---- Extrait cité

Nous pouvons : quelques ruminations théoriques sur un parti de troisième génération
Les problèmes des partis
Nous sommes d’une génération qui aura non
seulement la chance, mais le devoir de transformer radicalement la société. Nous
vivons présentement une période d’« accélération historique », où le
trou béant laissé par la crise financière, l’austérité, la corruption, la
spoliation du territoire par les élites économiques, politiques et pétrolières,
laisse entrevoir une lumière qui perce la grande noirceur, l’étincelle d’un
nouveau monde qui demande à naître. Celui-ci se manifeste par l’irruption de
grands mouvements de contestation, d’initiatives citoyennes, d’expérimentations
collectives prenant place dans les interstices du système. Des fils tissent une
vaste toile de nouvelles pratiques sociales, le terreau d’une société libre,
écologique, démocratique et coopérative. Toute la question réside dans la traduction politique des aspirations
citoyennes, c’est-à-dire la nécessaire transformation des institutions afin que
celles-ci ne servent plus à freiner, mais à laisser libre cours à la créativité
populaire.
Ce problème délicat est nul autre que celui
de l’articulation complexe entre la sphère politique et les mouvements sociaux,
l’État et la société civile, le parti et l’auto-organisation populaire. C’est
bien sur cette question cruciale et difficile, celle du pouvoir et de la forme
de l’organisation politique susceptible de réaliser une transformation sociale
à grande échelle, que le mouvement altermondialiste reste aujourd’hui bloqué.
Il faut maintenant repenser, dans notre contexte spécifique et national, la stratégie
qui devra guider une action politique réellement populaire. Celle-ci ne réside
pas tant dans le contenu du projet de société, mais dans la façon de le
promouvoir, dans la forme vivante et incarnée qui pourra porter ces nouvelles
idées. Cette réflexion interroge le rôle central de la « mise en discours »,
de la création du véhicule, du « logiciel » qui pourra éveiller la
conscience commune, forger une volonté collective qui ne se limitera plus à
« une rue opposée aux urnes », mais deviendra le pouvoir
constituant de la société à venir.

--------
---- Lignes présentées

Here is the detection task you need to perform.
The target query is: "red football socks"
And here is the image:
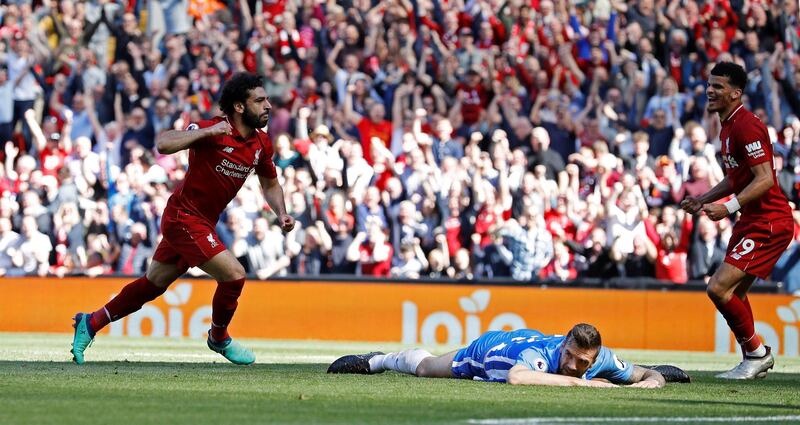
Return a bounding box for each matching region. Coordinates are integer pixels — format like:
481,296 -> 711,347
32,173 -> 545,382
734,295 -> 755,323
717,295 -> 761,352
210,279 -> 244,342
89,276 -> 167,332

--------
---- Lignes présentées

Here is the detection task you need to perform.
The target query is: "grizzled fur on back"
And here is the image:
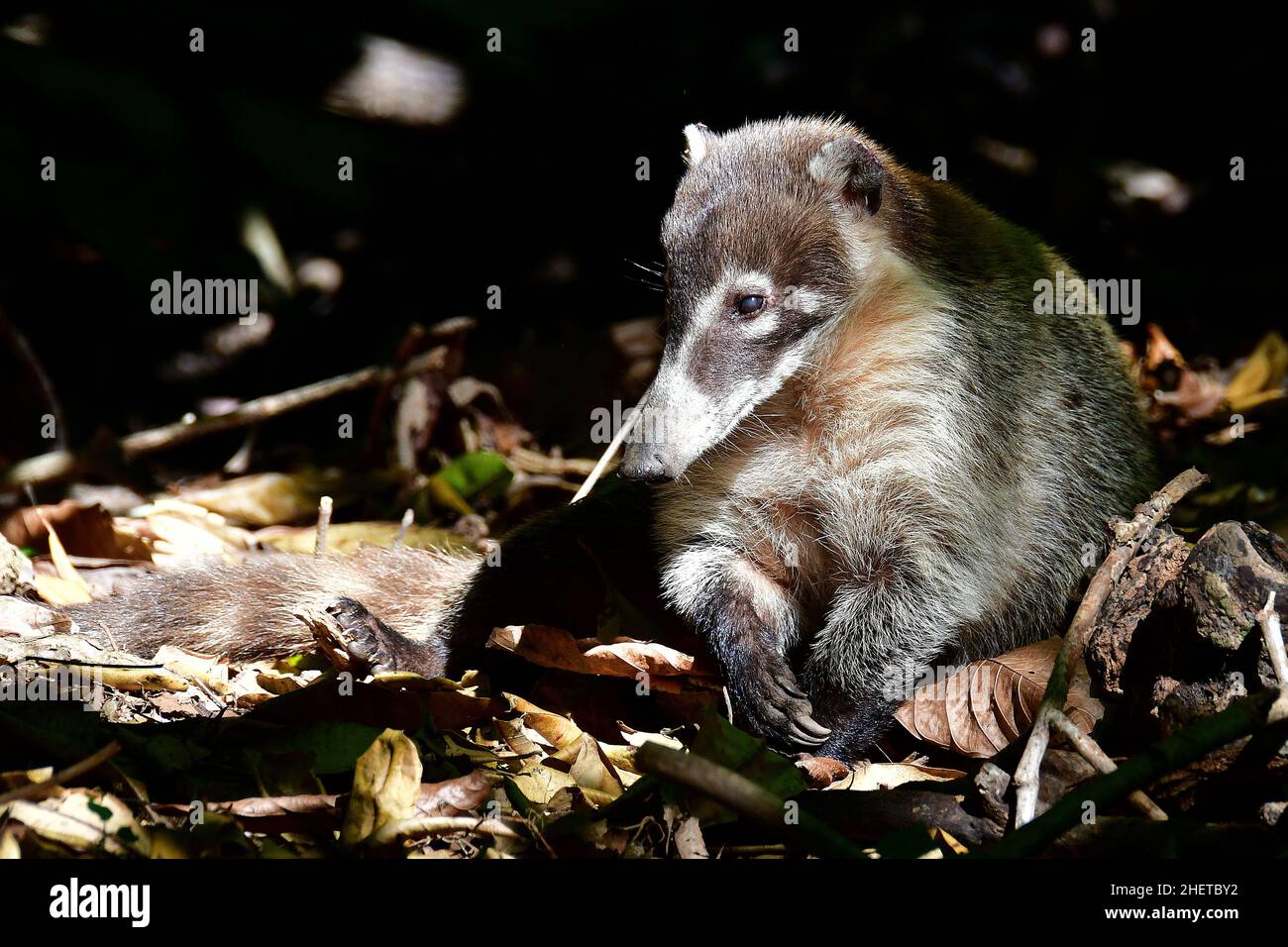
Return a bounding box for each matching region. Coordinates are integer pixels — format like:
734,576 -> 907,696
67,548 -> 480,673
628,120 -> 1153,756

--------

__Consigne 1__
D'après l'extrait cité, sur quelle question le mouvement altermondialiste reste-t-il aujourd'hui bloqué ?
__Consigne 2__
Renvoyez sans aucune modification tout ce qui va de « Ce problème délicat » jusqu'à « reste aujourd’hui bloqué. » dans l'extrait cité.

__Réponse complète 1__
Sur la question du pouvoir et de la forme de l'organisation politique susceptible de réaliser une transformation sociale à grande échelle.

__Réponse complète 2__
Ce problème délicat est nul autre que celui
de l’articulation complexe entre la sphère politique et les mouvements sociaux,
l’État et la société civile, le parti et l’auto-organisation populaire. C’est
bien sur cette question cruciale et difficile, celle du pouvoir et de la forme
de l’organisation politique susceptible de réaliser une transformation sociale
à grande échelle, que le mouvement altermondialiste reste aujourd’hui bloqué.